#### [SUPPLIED DATA]
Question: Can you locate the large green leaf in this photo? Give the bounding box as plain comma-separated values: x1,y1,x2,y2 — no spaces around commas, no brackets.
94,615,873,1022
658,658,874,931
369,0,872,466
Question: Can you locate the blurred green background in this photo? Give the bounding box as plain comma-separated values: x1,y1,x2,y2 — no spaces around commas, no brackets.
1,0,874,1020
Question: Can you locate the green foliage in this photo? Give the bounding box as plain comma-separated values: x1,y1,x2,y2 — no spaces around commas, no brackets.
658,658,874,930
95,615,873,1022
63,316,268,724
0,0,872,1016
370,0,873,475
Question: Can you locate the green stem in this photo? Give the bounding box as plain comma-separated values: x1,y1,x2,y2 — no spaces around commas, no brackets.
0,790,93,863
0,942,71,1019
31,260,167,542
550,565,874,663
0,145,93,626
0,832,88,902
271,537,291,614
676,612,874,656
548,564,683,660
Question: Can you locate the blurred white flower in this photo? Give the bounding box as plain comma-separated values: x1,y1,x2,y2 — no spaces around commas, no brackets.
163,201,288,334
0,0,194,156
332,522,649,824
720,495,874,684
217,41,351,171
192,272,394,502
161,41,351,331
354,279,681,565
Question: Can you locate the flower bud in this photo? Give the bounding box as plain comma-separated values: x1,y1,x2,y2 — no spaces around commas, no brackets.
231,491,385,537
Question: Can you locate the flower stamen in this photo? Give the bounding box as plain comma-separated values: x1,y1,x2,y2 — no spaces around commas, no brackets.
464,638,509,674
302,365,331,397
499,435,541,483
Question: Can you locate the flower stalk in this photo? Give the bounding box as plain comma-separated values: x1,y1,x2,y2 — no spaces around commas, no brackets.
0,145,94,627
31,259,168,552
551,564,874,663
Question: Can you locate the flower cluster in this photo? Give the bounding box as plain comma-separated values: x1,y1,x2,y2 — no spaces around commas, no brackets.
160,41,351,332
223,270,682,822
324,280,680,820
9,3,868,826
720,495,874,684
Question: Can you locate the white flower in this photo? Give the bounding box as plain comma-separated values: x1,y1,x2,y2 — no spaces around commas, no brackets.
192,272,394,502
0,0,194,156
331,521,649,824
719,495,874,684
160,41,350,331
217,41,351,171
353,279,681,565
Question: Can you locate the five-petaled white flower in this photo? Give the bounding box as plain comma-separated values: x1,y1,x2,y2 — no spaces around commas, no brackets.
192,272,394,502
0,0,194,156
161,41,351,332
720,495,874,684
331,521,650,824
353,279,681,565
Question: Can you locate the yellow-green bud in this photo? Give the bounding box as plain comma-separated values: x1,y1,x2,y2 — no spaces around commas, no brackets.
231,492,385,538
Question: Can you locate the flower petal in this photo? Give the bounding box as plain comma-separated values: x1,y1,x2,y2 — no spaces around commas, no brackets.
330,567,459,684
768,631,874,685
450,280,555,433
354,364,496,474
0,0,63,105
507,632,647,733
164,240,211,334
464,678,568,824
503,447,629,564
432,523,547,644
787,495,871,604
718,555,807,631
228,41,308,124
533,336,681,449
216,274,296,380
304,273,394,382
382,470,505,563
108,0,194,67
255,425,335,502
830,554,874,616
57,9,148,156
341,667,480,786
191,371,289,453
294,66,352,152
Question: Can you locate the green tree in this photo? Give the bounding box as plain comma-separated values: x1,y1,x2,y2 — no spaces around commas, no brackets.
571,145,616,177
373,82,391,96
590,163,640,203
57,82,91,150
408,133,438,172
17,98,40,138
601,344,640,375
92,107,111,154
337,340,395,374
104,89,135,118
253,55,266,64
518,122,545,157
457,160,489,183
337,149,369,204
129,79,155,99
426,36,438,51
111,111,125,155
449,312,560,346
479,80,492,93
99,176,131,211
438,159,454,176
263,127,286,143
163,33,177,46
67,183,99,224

#### [TASK ITEM]
Recopy the records without any alteration.

#### [SOLUTION TO THIS EXERCISE]
Question: Can you locate the large green leaf in this photo? Give the bounding box as plain comma-separated values: x1,y1,x2,y2 — no spaces around commas, no brackets.
94,615,873,1022
658,658,874,931
369,0,872,466
Question: Can you locate the blurred green background in this photo? Give the bounding box as plain comma-separated values: x1,y1,x2,y2 — no spaces around commas, no brackets.
1,0,874,1020
Question: Can you locate the green foliage in this photo? Give the bounding box as plain comma-separated values: x1,y1,x2,y2 — no spaces around commas, no brackets.
658,658,874,930
95,615,873,1022
63,316,268,724
0,0,872,1016
370,0,873,475
Question: Can you locate the green stem in this photo? Give the bounding box as plain comma-separated values: x1,y1,x2,y2 — no spaces around commas, no brackets.
0,790,93,863
0,942,71,1019
31,260,167,542
550,565,874,663
0,145,93,626
0,832,88,902
271,537,291,614
676,612,874,656
548,564,683,660
Question: Can you locate the blurred white flower in this photo? Give the bounding box as plain comma-separated values: x1,y1,x2,y2 — no spaces around commas, no brackets.
163,201,288,334
0,0,194,156
332,522,649,824
720,495,874,684
217,41,351,171
192,272,394,502
161,41,351,331
354,279,681,565
Question: Can you locate the flower bud in this photo? Give the bounding box as plain comma-separated values: x1,y1,x2,y2 — no spaces around commas, no brackets.
231,491,385,537
Question: Can you locate the flower stamen in this photo? Give the bounding box as plain comma-separated values: x1,y1,x2,y2 — no spaces around commas, no brackets.
464,638,509,674
302,365,331,397
499,435,541,483
Question: Can you locate the flower stalk in this photo? Give the bounding box as plain comma-separated values: x1,y1,x2,y2 — no spaces around commas, no brackets.
0,145,94,627
31,259,168,552
551,564,874,663
Question: Can you locate the flower cluster in this photo? Give the bounding box as plain comma-separated values: x1,y1,x2,y2 — no spaces around commas, no brackets.
160,41,351,332
223,270,682,822
324,280,680,820
9,3,868,826
720,495,874,684
Question: Can you locate the white flower in this photo? Give the bounding box as plain comma-separated values: x1,y1,x2,y2 — no spaces around commas, no brackets.
192,272,394,502
0,0,194,156
331,521,649,824
719,495,874,684
160,41,350,331
217,41,351,171
353,279,681,565
Question: Can you locate the five-petaled white flower in this photo? Give the bounding box as plain comma-separated values: x1,y1,x2,y2 — no spaces around commas, no brackets.
192,272,394,502
0,0,194,156
161,41,351,332
720,495,874,684
331,521,650,824
353,279,681,565
Question: Can you locate the yellow-green bud in this photo? Give the bounding box as plain comma-separated values: x1,y1,x2,y2 — no spaces around commas, no brackets.
231,492,385,538
Question: Can you locate the flower petal in this photo? Give the bounding box as plain comma-separated values: x1,y1,x2,y2 — no spaces around commas, no brackets.
330,567,459,684
768,631,874,685
450,280,555,433
354,364,496,474
0,0,63,105
507,632,647,733
164,240,211,334
464,678,568,824
503,447,629,564
432,523,547,644
787,495,871,604
718,555,807,631
228,41,308,124
533,336,681,449
216,274,296,380
304,273,394,382
382,470,505,563
108,0,194,67
255,425,335,502
830,554,874,616
57,9,148,156
341,667,480,786
191,371,289,453
294,66,352,152
Question: Can you locate the green tree in this photo? Give the bounding box as plain comma-separated values: x1,y1,x2,y2 — no spaces around commas, no brackets.
571,145,616,177
373,82,391,96
590,163,640,203
57,82,91,150
408,133,438,172
17,98,40,138
601,344,640,375
92,107,111,154
337,340,395,374
104,89,135,118
253,55,266,64
518,122,545,157
457,160,489,183
337,149,369,204
129,79,155,99
426,36,438,51
111,111,125,155
449,312,560,346
479,80,492,93
99,176,131,211
438,159,454,176
263,127,286,143
163,33,177,46
67,183,99,224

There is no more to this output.